*Stored data*.
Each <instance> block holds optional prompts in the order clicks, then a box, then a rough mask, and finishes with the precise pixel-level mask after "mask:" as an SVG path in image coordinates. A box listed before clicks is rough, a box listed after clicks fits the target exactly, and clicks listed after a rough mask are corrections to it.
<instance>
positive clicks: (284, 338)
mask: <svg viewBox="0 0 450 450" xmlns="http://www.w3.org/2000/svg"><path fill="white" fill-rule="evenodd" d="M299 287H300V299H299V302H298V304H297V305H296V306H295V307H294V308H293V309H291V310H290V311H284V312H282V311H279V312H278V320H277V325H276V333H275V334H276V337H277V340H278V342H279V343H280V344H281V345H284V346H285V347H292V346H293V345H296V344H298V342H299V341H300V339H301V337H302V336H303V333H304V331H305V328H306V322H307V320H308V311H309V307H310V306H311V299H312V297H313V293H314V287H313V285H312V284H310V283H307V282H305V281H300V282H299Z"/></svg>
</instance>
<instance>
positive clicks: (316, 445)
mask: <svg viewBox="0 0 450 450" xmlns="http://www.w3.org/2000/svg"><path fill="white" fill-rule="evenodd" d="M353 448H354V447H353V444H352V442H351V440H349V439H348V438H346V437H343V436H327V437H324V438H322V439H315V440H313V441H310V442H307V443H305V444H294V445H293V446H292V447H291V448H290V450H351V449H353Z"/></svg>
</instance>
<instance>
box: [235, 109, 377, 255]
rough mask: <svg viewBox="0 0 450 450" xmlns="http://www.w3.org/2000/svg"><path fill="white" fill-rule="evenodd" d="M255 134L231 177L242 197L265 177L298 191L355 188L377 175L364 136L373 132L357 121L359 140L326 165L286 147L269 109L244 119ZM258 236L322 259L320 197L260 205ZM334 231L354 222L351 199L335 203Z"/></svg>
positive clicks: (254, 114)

*ABOUT THIS EXERCISE*. Put every line of the items above into a numbered list, leaving out any blank lines.

*SOLUTION*.
1. Each <instance> block holds optional prompts in the order clicks, then a box, then a rough mask, and finishes with the precise pixel-level mask after "mask:" as an SVG path in image coordinates. A box listed before clicks is rough, a box listed after clicks fits the target exactly, and clicks listed after a rough mask are corrections to it.
2. <instance>
3. positive clicks: (284, 338)
4. mask: <svg viewBox="0 0 450 450" xmlns="http://www.w3.org/2000/svg"><path fill="white" fill-rule="evenodd" d="M299 287H300V299H299V302H298V304H297V305H296V306H295V307H294V308H293V309H291V310H290V311H284V312H282V311H279V312H278V320H277V325H276V333H275V334H276V337H277V340H278V342H279V343H280V344H281V345H284V346H285V347H292V346H293V345H296V344H298V342H299V341H300V339H301V337H302V336H303V333H304V331H305V328H306V322H307V320H308V311H309V307H310V306H311V299H312V297H313V293H314V287H313V285H312V284H310V283H307V282H305V281H300V282H299Z"/></svg>
5. </instance>
6. <instance>
7. positive clicks: (316, 445)
8. mask: <svg viewBox="0 0 450 450" xmlns="http://www.w3.org/2000/svg"><path fill="white" fill-rule="evenodd" d="M353 448H354V447H353V444H352V442H351V440H349V439H348V438H346V437H343V436H327V437H324V438H322V439H315V440H313V441H310V442H307V443H305V444H294V445H293V446H292V447H291V448H290V450H351V449H353Z"/></svg>
9. </instance>
10. <instance>
11. box: [235, 109, 377, 255]
12. rough mask: <svg viewBox="0 0 450 450" xmlns="http://www.w3.org/2000/svg"><path fill="white" fill-rule="evenodd" d="M255 134L231 177L242 197L265 177L298 191L355 188L377 175L364 136L373 132L357 121L359 140L326 165L286 147L269 109L244 119ZM258 236L322 259L320 197L260 205ZM334 231L354 222L351 199L335 203Z"/></svg>
13. positive clicks: (254, 114)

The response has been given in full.